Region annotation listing

+++

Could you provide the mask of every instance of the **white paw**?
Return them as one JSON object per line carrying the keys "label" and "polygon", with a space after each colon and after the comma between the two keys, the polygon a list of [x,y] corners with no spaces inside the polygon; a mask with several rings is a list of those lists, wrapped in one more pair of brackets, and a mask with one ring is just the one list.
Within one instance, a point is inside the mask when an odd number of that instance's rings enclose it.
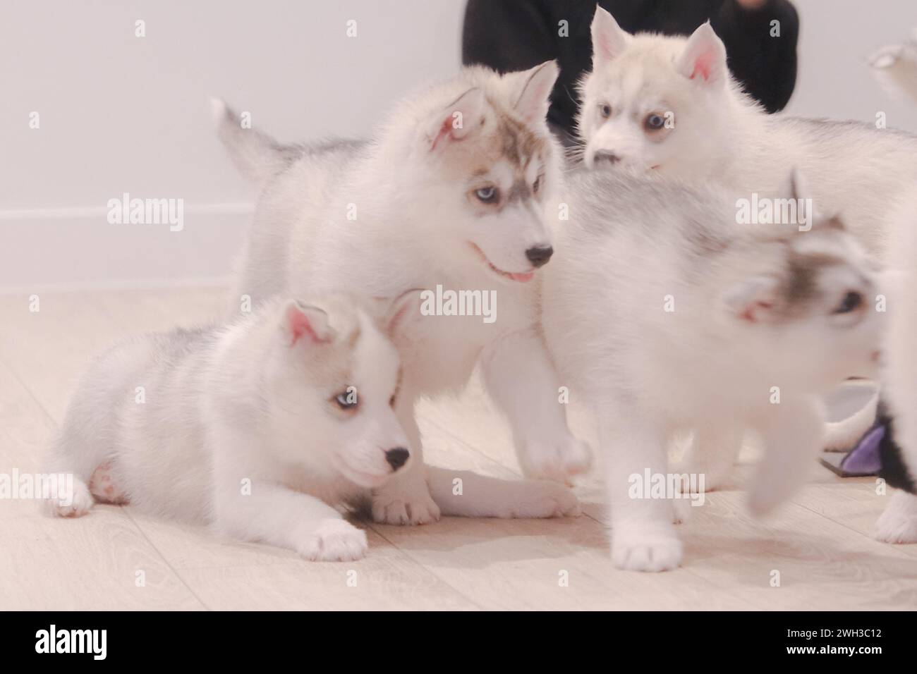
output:
{"label": "white paw", "polygon": [[105,461],[95,469],[89,479],[89,491],[100,503],[120,505],[127,503],[127,494],[117,482],[111,461]]}
{"label": "white paw", "polygon": [[82,480],[73,479],[73,493],[70,498],[50,499],[47,503],[51,514],[59,517],[82,517],[93,507],[93,495]]}
{"label": "white paw", "polygon": [[566,434],[559,440],[536,440],[519,449],[519,463],[525,477],[533,480],[569,481],[589,470],[592,451],[589,445]]}
{"label": "white paw", "polygon": [[690,459],[675,462],[670,469],[673,475],[687,476],[687,480],[682,479],[676,485],[683,494],[707,493],[723,489],[729,481],[731,470],[732,466],[713,467]]}
{"label": "white paw", "polygon": [[691,499],[672,500],[672,524],[681,525],[691,519]]}
{"label": "white paw", "polygon": [[311,561],[350,561],[366,557],[366,532],[344,520],[322,520],[296,551]]}
{"label": "white paw", "polygon": [[876,522],[873,536],[886,543],[917,543],[917,496],[897,492]]}
{"label": "white paw", "polygon": [[625,571],[669,571],[679,568],[683,554],[674,531],[612,530],[612,563]]}
{"label": "white paw", "polygon": [[439,519],[439,506],[425,489],[414,494],[372,494],[372,519],[383,525],[426,525]]}
{"label": "white paw", "polygon": [[557,482],[525,480],[514,482],[506,491],[509,492],[505,494],[506,505],[498,512],[498,517],[537,519],[579,517],[582,514],[576,495]]}

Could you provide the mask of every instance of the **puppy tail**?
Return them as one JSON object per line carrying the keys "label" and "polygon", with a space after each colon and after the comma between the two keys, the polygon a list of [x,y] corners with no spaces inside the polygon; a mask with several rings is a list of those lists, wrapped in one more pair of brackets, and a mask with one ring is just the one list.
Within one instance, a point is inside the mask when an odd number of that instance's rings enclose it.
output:
{"label": "puppy tail", "polygon": [[892,96],[917,101],[917,42],[888,45],[869,60],[872,72]]}
{"label": "puppy tail", "polygon": [[236,168],[256,185],[288,167],[302,155],[297,145],[282,145],[261,131],[251,128],[226,101],[211,98],[216,135],[229,150]]}

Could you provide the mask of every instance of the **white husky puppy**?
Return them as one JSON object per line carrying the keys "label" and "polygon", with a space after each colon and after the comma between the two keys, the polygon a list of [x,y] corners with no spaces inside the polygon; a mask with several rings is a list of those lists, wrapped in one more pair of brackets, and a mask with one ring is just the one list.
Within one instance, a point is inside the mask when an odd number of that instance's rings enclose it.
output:
{"label": "white husky puppy", "polygon": [[[545,116],[557,74],[553,61],[503,76],[464,69],[395,105],[365,143],[281,146],[216,105],[222,139],[260,186],[234,302],[304,288],[391,298],[437,286],[499,300],[496,320],[415,322],[417,338],[401,354],[397,412],[418,459],[414,401],[458,389],[481,362],[527,474],[564,478],[588,467],[588,447],[570,435],[557,404],[531,282],[553,252],[544,207],[562,154]],[[374,518],[436,519],[425,473],[416,460],[376,490]],[[577,507],[556,485],[533,481],[527,489],[525,501],[540,503],[535,512]],[[518,498],[492,496],[506,500],[504,512]]]}
{"label": "white husky puppy", "polygon": [[835,219],[739,226],[722,192],[614,171],[568,187],[546,338],[570,400],[594,412],[613,563],[672,569],[672,503],[632,497],[634,480],[666,475],[668,439],[691,429],[688,470],[715,481],[751,429],[767,447],[753,512],[792,493],[821,447],[817,394],[872,370],[870,262]]}
{"label": "white husky puppy", "polygon": [[[74,475],[74,493],[52,511],[79,516],[94,497],[309,559],[362,557],[366,536],[332,506],[368,503],[417,460],[394,412],[395,345],[417,304],[415,293],[381,315],[340,294],[274,299],[225,326],[116,346],[81,380],[53,444],[51,467]],[[550,516],[576,504],[555,484],[558,500],[546,504],[528,482],[431,473],[450,514]]]}
{"label": "white husky puppy", "polygon": [[359,558],[366,535],[333,506],[411,463],[392,409],[399,370],[377,321],[340,296],[127,340],[73,394],[50,459],[74,475],[72,503],[52,510],[82,515],[94,496],[309,559]]}
{"label": "white husky puppy", "polygon": [[856,122],[768,115],[730,75],[709,24],[691,38],[631,35],[605,10],[592,20],[592,72],[578,126],[587,166],[597,163],[773,193],[786,167],[812,198],[841,215],[872,253],[917,181],[917,138]]}

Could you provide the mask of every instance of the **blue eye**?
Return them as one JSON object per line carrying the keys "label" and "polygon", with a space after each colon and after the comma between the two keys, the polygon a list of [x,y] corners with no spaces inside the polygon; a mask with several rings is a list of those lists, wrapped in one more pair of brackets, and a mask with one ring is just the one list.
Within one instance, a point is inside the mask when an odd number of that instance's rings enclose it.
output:
{"label": "blue eye", "polygon": [[646,128],[650,131],[658,131],[666,126],[666,120],[659,115],[650,115],[646,117]]}
{"label": "blue eye", "polygon": [[863,295],[856,291],[850,291],[845,295],[844,299],[841,300],[841,304],[834,308],[834,314],[849,314],[852,311],[856,311],[860,306],[863,305]]}
{"label": "blue eye", "polygon": [[492,204],[497,201],[500,193],[497,191],[496,187],[489,185],[488,187],[481,187],[479,190],[475,190],[474,195],[483,204]]}
{"label": "blue eye", "polygon": [[335,396],[335,403],[342,410],[352,410],[357,406],[357,394],[351,389],[348,389]]}

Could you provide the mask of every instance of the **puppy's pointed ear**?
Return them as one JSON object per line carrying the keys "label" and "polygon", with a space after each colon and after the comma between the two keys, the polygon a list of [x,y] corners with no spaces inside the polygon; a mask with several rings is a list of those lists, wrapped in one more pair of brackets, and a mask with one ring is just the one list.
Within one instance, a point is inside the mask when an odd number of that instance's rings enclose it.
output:
{"label": "puppy's pointed ear", "polygon": [[675,61],[675,69],[689,80],[705,84],[725,83],[729,75],[726,48],[713,32],[710,21],[688,39],[684,51]]}
{"label": "puppy's pointed ear", "polygon": [[430,151],[441,149],[473,133],[484,118],[487,102],[478,87],[469,89],[434,115],[425,130]]}
{"label": "puppy's pointed ear", "polygon": [[422,316],[421,307],[428,292],[412,288],[391,302],[383,316],[385,334],[390,339],[398,342],[410,335]]}
{"label": "puppy's pointed ear", "polygon": [[335,336],[324,309],[288,300],[281,312],[281,334],[288,346],[297,343],[321,344]]}
{"label": "puppy's pointed ear", "polygon": [[600,63],[607,63],[627,49],[630,33],[618,26],[609,12],[598,5],[592,16],[592,70]]}
{"label": "puppy's pointed ear", "polygon": [[793,167],[790,171],[779,195],[784,199],[790,198],[796,202],[797,222],[789,223],[793,227],[786,227],[788,236],[810,230],[813,232],[846,231],[844,221],[840,217],[825,213],[818,207],[809,181],[798,168]]}
{"label": "puppy's pointed ear", "polygon": [[526,124],[533,124],[547,116],[551,90],[558,81],[560,71],[556,61],[546,61],[541,65],[522,72],[514,72],[512,77],[520,80],[514,96],[513,109]]}
{"label": "puppy's pointed ear", "polygon": [[746,323],[774,323],[779,299],[780,280],[776,276],[752,276],[723,295],[730,318]]}

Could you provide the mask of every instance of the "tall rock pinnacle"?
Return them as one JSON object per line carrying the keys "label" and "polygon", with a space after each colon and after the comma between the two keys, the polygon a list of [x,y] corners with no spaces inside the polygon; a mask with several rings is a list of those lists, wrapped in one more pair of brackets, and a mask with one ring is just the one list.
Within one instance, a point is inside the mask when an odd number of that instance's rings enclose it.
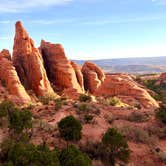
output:
{"label": "tall rock pinnacle", "polygon": [[26,89],[32,89],[38,96],[54,93],[39,50],[35,48],[33,40],[20,21],[15,27],[13,63],[22,84]]}
{"label": "tall rock pinnacle", "polygon": [[19,80],[8,50],[0,52],[0,64],[0,81],[7,88],[9,99],[18,104],[30,102],[31,99]]}
{"label": "tall rock pinnacle", "polygon": [[59,90],[75,90],[83,93],[83,76],[81,70],[67,59],[60,44],[41,41],[40,50],[45,63],[49,80]]}

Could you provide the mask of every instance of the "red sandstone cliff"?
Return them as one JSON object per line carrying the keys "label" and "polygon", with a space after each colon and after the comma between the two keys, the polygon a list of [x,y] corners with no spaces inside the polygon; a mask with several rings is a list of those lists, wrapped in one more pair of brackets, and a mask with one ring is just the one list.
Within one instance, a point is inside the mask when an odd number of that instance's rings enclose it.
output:
{"label": "red sandstone cliff", "polygon": [[60,91],[83,93],[83,76],[76,64],[70,63],[60,44],[41,41],[40,50],[49,80]]}
{"label": "red sandstone cliff", "polygon": [[0,52],[0,64],[0,80],[11,95],[8,96],[9,99],[18,104],[30,102],[31,99],[19,80],[8,50]]}
{"label": "red sandstone cliff", "polygon": [[16,23],[13,63],[26,89],[32,89],[38,96],[54,93],[43,66],[42,56],[21,22]]}

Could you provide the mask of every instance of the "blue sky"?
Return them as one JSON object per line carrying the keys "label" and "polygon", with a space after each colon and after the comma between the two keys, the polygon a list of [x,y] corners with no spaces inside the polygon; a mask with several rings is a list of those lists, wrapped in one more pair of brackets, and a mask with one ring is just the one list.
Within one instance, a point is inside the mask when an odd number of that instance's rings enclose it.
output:
{"label": "blue sky", "polygon": [[166,0],[0,0],[0,49],[17,20],[70,59],[166,56]]}

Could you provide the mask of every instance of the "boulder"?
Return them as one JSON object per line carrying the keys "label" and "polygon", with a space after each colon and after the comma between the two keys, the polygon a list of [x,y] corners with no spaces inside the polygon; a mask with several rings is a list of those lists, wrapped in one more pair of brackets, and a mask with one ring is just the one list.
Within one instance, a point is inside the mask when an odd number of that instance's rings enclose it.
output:
{"label": "boulder", "polygon": [[13,102],[24,104],[31,101],[31,98],[22,86],[15,67],[11,61],[8,50],[0,52],[0,80],[3,87],[7,89]]}
{"label": "boulder", "polygon": [[20,21],[16,23],[12,60],[26,89],[32,89],[37,96],[54,93],[46,75],[42,56]]}
{"label": "boulder", "polygon": [[42,40],[40,51],[48,78],[58,91],[75,89],[77,93],[83,92],[82,74],[79,68],[67,59],[62,45]]}

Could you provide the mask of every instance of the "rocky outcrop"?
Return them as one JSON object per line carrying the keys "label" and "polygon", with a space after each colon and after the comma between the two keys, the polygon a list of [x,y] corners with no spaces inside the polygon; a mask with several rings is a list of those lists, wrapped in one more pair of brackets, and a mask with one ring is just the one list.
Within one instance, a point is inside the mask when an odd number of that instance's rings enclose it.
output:
{"label": "rocky outcrop", "polygon": [[84,77],[85,90],[89,90],[94,93],[104,82],[104,72],[95,64],[91,62],[85,62],[82,66],[82,73]]}
{"label": "rocky outcrop", "polygon": [[19,21],[16,23],[13,63],[26,89],[32,89],[37,96],[54,93],[46,75],[42,56]]}
{"label": "rocky outcrop", "polygon": [[162,73],[160,76],[159,76],[159,79],[158,81],[156,82],[156,85],[166,85],[166,73]]}
{"label": "rocky outcrop", "polygon": [[75,89],[77,93],[83,92],[82,74],[79,68],[67,59],[62,45],[42,40],[40,51],[48,78],[58,90]]}
{"label": "rocky outcrop", "polygon": [[95,91],[95,95],[130,96],[138,100],[145,108],[158,107],[158,103],[150,96],[150,94],[126,74],[106,75],[105,81],[97,91]]}
{"label": "rocky outcrop", "polygon": [[70,63],[74,69],[77,81],[78,81],[81,89],[84,91],[84,79],[83,79],[83,74],[81,72],[81,69],[75,62],[71,61]]}
{"label": "rocky outcrop", "polygon": [[8,50],[0,52],[0,64],[1,84],[8,90],[9,99],[11,97],[12,101],[18,104],[30,102],[31,99],[19,80]]}

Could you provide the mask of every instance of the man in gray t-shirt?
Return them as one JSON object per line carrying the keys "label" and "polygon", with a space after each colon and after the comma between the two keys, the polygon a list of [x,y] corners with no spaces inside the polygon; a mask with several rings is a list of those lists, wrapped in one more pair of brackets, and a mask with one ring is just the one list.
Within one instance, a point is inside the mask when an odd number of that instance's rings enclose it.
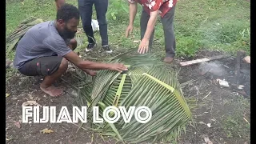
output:
{"label": "man in gray t-shirt", "polygon": [[122,72],[122,64],[106,64],[83,61],[73,50],[74,39],[79,23],[78,10],[64,4],[57,12],[55,21],[45,22],[30,29],[18,43],[14,66],[27,76],[45,76],[40,88],[50,96],[59,96],[63,90],[52,86],[67,70],[68,62],[74,63],[90,75],[89,70],[111,70]]}

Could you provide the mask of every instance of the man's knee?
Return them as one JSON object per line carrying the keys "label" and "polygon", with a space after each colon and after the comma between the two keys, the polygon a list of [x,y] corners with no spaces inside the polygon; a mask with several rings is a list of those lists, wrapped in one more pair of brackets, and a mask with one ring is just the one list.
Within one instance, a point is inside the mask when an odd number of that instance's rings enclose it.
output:
{"label": "man's knee", "polygon": [[67,70],[67,67],[68,67],[68,62],[65,58],[63,58],[58,67],[58,70],[62,72],[66,72]]}
{"label": "man's knee", "polygon": [[77,42],[77,41],[76,41],[74,38],[73,38],[73,39],[70,40],[70,49],[71,49],[72,50],[74,50],[75,48],[77,48],[77,46],[78,46],[78,42]]}

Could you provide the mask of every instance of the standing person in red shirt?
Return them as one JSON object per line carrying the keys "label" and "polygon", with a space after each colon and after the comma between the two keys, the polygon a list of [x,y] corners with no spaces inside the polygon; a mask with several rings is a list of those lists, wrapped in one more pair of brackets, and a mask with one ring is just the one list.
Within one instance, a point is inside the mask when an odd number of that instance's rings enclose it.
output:
{"label": "standing person in red shirt", "polygon": [[140,54],[148,52],[154,38],[154,26],[160,14],[165,35],[166,58],[164,62],[170,63],[175,57],[176,41],[174,30],[174,16],[177,0],[128,0],[130,3],[130,23],[126,36],[133,30],[138,3],[142,5],[140,26],[141,42],[138,50]]}

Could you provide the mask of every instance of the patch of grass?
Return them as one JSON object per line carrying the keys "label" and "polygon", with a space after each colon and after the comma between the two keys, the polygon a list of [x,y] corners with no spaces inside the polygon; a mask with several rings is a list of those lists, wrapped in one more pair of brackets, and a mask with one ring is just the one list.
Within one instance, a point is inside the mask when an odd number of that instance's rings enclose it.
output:
{"label": "patch of grass", "polygon": [[250,139],[250,101],[242,96],[238,96],[226,103],[230,112],[221,122],[227,138],[242,138]]}

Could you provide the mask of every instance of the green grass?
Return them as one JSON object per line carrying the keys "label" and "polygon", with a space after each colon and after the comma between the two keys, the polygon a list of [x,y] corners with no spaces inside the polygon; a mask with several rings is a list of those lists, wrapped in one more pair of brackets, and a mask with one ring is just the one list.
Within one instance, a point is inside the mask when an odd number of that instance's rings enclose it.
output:
{"label": "green grass", "polygon": [[230,110],[229,114],[221,121],[226,137],[250,139],[250,101],[242,96],[237,96],[226,104],[225,110]]}
{"label": "green grass", "polygon": [[[76,0],[67,0],[66,2],[78,5]],[[126,38],[125,31],[129,22],[128,5],[125,0],[110,1],[106,15],[111,46],[116,48],[138,48],[139,43],[134,43],[133,41],[140,39],[142,6],[138,8],[134,33]],[[54,0],[12,0],[6,2],[6,34],[9,34],[30,15],[45,21],[55,18],[56,9]],[[96,19],[94,10],[93,18]],[[250,54],[250,3],[245,0],[180,0],[175,11],[174,29],[178,56],[192,57],[201,49],[218,50],[230,54],[242,49]],[[95,38],[100,44],[98,32]],[[154,42],[154,49],[164,55],[164,37],[160,21],[155,26],[154,39],[158,41]]]}

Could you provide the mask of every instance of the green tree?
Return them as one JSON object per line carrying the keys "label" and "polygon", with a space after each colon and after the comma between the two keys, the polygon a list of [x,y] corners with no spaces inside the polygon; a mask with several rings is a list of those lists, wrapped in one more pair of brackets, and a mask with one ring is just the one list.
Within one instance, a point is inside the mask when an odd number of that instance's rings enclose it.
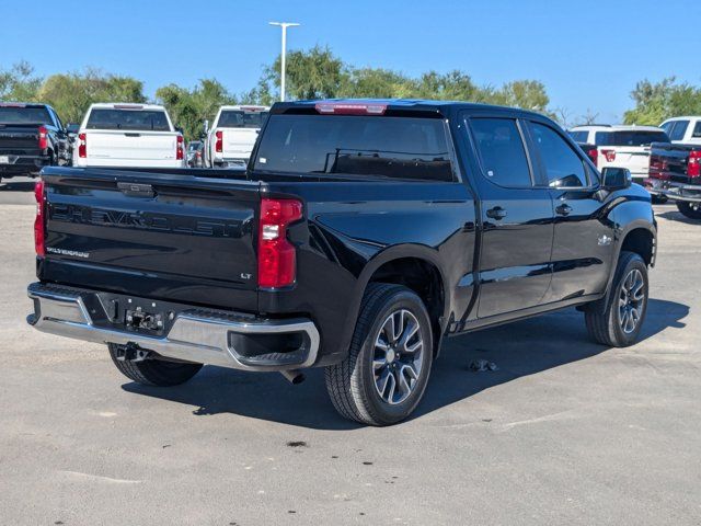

+++

-- YOUR TASK --
Pick out every line of the listing above that contains the string "sandstone", and copy each one. Case counts.

-- SOLVED PROBLEM --
Could you provide the mask of every instance of the "red sandstone cliff"?
{"label": "red sandstone cliff", "polygon": [[60,91],[83,93],[83,76],[76,64],[70,63],[60,44],[41,41],[40,50],[49,80]]}
{"label": "red sandstone cliff", "polygon": [[0,52],[0,64],[0,80],[11,95],[8,96],[9,99],[18,104],[30,102],[31,99],[19,80],[8,50]]}
{"label": "red sandstone cliff", "polygon": [[16,23],[13,63],[26,89],[32,89],[38,96],[54,93],[43,66],[42,56],[21,22]]}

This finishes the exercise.